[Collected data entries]
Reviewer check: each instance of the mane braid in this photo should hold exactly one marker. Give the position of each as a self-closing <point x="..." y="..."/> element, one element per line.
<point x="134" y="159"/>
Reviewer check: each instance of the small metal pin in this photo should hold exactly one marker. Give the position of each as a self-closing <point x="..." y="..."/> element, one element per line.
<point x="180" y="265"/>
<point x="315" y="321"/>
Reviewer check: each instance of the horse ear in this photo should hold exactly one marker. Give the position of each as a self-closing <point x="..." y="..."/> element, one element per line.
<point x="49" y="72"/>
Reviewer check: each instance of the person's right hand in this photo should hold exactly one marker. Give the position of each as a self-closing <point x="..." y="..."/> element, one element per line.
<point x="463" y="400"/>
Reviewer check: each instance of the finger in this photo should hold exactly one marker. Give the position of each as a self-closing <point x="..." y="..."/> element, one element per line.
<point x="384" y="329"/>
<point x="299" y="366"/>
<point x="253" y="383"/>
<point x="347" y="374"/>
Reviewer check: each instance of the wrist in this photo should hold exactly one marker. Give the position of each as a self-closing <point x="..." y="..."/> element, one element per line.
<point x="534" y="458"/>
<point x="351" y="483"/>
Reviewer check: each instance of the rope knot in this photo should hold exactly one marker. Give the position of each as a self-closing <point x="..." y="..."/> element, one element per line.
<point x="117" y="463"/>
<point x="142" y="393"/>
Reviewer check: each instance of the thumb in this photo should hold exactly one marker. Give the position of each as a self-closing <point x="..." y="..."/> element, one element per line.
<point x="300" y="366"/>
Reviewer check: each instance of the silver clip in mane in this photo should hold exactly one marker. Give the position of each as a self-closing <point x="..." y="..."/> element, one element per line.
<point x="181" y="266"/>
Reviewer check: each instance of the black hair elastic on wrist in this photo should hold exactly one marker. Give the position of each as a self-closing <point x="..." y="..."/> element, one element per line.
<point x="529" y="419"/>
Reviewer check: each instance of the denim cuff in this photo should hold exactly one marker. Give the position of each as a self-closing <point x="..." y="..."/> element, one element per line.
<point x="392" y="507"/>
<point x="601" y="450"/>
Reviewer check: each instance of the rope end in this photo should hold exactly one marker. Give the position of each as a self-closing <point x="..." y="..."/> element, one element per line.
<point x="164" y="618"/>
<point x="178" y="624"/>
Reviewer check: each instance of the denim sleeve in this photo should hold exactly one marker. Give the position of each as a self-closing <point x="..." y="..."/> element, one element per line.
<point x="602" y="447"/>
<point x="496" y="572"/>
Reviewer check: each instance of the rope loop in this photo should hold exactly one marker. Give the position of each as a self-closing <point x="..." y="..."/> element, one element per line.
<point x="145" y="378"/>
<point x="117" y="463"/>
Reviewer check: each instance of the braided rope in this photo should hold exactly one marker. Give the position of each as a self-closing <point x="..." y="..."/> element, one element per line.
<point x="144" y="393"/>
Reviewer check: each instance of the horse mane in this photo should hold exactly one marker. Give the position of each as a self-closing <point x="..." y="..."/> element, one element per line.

Instructions for the task. The full data, transcribed without change, is the expected answer.

Task result.
Reviewer check: each instance of the mane braid in this photo should hold exactly one marker. Give the position of each as a self-closing <point x="..." y="..."/> element, one element per line.
<point x="134" y="159"/>
Reviewer check: each instance of the small metal pin in this photo should hold exactly one marker. Give the position of each as a self-closing <point x="..." y="..."/> element, one element per line.
<point x="180" y="265"/>
<point x="315" y="321"/>
Reviewer check: each instance of the horse ear in this photo should hold exactly one marker. Give the position of each as a self-closing <point x="..." y="..."/> element, one element per line.
<point x="49" y="72"/>
Reviewer check: each instance of the person's right hand in this photo should hold exactly one marker. Give the position of each as a self-closing <point x="..." y="..."/> element, one element per line.
<point x="463" y="400"/>
Reviewer check: each instance of the finger in this photo should hold exactly one marker. Give the position of each as a self-closing <point x="..." y="..."/> element, one element per line.
<point x="384" y="329"/>
<point x="299" y="366"/>
<point x="253" y="383"/>
<point x="347" y="374"/>
Reviewer check: each instance of the wrist in this photo should hold exactly one marker. Give the position of each as a self-closing <point x="..." y="..."/> element, one element per line.
<point x="534" y="458"/>
<point x="351" y="483"/>
Reviewer check: each instance of the rope knot in this photo should hold exactly one marker. Give the position of each as a self-closing <point x="..." y="..."/> element, one element per line.
<point x="117" y="463"/>
<point x="142" y="393"/>
Reviewer check: each instance of the thumb in this photo should hold exactly one marker. Give the position of each as a self-closing <point x="..." y="..."/> element, one element per line.
<point x="300" y="366"/>
Reviewer check: each instance of the silver clip in mane in this photo should hold exactly one marker. Give the position of each as a self-closing <point x="..." y="..."/> element, one element per line.
<point x="181" y="266"/>
Reviewer check: each instance of the black hair elastic on wrist in this photo should hold exactly one marker. Give the position of each as a self-closing <point x="..." y="..."/> element, one element per line.
<point x="529" y="419"/>
Reviewer check: each instance of the denim cuff in this photo should hold exactly one marker. Give the position of each as a self-closing <point x="..." y="..."/> element, one element per line.
<point x="392" y="507"/>
<point x="601" y="450"/>
Reviewer check: each instance of the rope end in this photo should hold exactly one marker. Give the position of each as a self-closing <point x="..." y="..."/> element, one element per line.
<point x="164" y="618"/>
<point x="178" y="624"/>
Reviewer check: each instance of the denim sleeve in this photo should hold exactly one marker. Give the position of each as a self-closing <point x="..." y="..."/> element, one element per line.
<point x="602" y="447"/>
<point x="496" y="572"/>
Reviewer check: each instance of the rope loop in this photo should hold exactly one marker. Give the position of each as a self-closing <point x="..." y="..."/> element, one element per line.
<point x="145" y="378"/>
<point x="117" y="463"/>
Reviewer check: each instance of the braided rope in this photo should hold exactly one marker. Give the position of each as a self-closing <point x="..." y="..."/> element, one element per line.
<point x="144" y="393"/>
Reviewer check: each instance of the horse mane in this photo should hold exactly one marker. Give the position of each as a self-closing <point x="..." y="..."/> element, one element per line.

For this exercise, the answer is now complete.